====== Teks Bacaan ======

Di tim bulutangkis Indonesia, pemain yang mendapat tekanan paling besar adalah pasangan Tontowi Ahmad/Liliyana Natsir. Bagaimana mungkin di saat mereka tampil baik di Olimpiade, penampilan mereka selama satu tahun terakhir cenderung drop.

Pada dua turnamen super series (premier) yang digelar di Indonesia dan Australia misalnya, status unggulan malah membuat mereka terbebani dan terdepak di fase awal turnamen. Hal ini membuat publik cemas, bisakah mereka mendapat medali di Rio nanti?

Situs badmintontalk.com menganalisa sekali eror pasangan ini selalu malah kendor. Masalahnya keburukan ini terjadi hampir di setiap pertandingan, tak peduli dia unggulan atau non-unggulan sekalipun. Banyak yang menganalisa buruknya penampilan pasangan ini disebabkan performa Tontowi

“Antisipasi Tontowi dinilai kurang variatif dan mudah ditebak lawan. Unforced error pun selalu ditunjukkan. Hal ini membuat miskomunikasi antara Tontowi dan Liliyana.”

======

**Latihan A**.
Ringkaslah teks bacaan tentang pasangan Tontowi Ahmad/Liliyana Natsir dalam dua kalimat.
**Latihan B**.
Jawablah pertanyaan berikut berdasarkan teks bacaan tersebut.
(i) Di negara mana saja dua turnamen super series (premier) yang disebutkan digelar?
(ii) Situs apa yang menganalisa bahwa pasangan ini malah kendor setelah sekali eror?
(iii) Bagaimana antisipasi Tontowi dinilai?
**Latihan C**.
Sebutkan semua nama tempat geografis yang terdapat dalam teks bacaan tersebut.

====== Cuplikan Data ======

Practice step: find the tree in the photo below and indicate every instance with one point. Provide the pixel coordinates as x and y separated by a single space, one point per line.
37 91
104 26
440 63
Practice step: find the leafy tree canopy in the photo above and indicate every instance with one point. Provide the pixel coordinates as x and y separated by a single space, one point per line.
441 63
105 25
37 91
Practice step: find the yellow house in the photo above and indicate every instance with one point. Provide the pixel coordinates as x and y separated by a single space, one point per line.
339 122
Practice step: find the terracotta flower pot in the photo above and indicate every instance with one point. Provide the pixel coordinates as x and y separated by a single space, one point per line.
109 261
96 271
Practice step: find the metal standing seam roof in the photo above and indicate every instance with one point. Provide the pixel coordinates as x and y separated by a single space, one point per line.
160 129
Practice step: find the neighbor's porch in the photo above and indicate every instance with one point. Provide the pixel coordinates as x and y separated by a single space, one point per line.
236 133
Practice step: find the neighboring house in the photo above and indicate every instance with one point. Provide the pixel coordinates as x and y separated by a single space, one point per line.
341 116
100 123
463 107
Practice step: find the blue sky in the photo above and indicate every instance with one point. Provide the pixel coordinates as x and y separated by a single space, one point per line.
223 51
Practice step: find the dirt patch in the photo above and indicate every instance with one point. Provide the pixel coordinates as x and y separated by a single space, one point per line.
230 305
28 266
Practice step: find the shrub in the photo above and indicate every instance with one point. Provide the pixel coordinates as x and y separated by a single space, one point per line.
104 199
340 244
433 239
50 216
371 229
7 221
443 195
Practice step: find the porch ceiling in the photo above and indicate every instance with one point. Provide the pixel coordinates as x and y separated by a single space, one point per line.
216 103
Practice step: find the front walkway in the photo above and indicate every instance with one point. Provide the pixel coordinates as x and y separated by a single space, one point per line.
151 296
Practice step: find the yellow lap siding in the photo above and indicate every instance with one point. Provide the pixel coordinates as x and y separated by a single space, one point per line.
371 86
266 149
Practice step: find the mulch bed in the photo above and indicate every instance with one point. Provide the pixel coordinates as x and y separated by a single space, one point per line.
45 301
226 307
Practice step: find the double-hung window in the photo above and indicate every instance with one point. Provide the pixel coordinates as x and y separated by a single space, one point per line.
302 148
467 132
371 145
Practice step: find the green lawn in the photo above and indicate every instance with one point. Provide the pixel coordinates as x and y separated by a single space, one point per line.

======

**Jawaban Tugas A**.
Di tim bulutangkis Indonesia, pasangan Tontowi Ahmad/Liliyana Natsir mendapat tekanan paling besar, dan penampilan mereka selama satu tahun terakhir cenderung menurun hingga terdepak di fase awal dua turnamen super series di Indonesia dan Australia. Antisipasi Tontowi dinilai kurang variatif dan mudah ditebak lawan, dan unforced error yang selalu ditunjukkan membuat miskomunikasi antara Tontowi dan Liliyana.

**Jawaban Tugas B**.
(i) Indonesia dan Australia.
(ii) badmintontalk.com.
(iii) Kurang variatif dan mudah ditebak lawan.

**Jawaban Tugas C**.
Indonesia, Australia, Rio.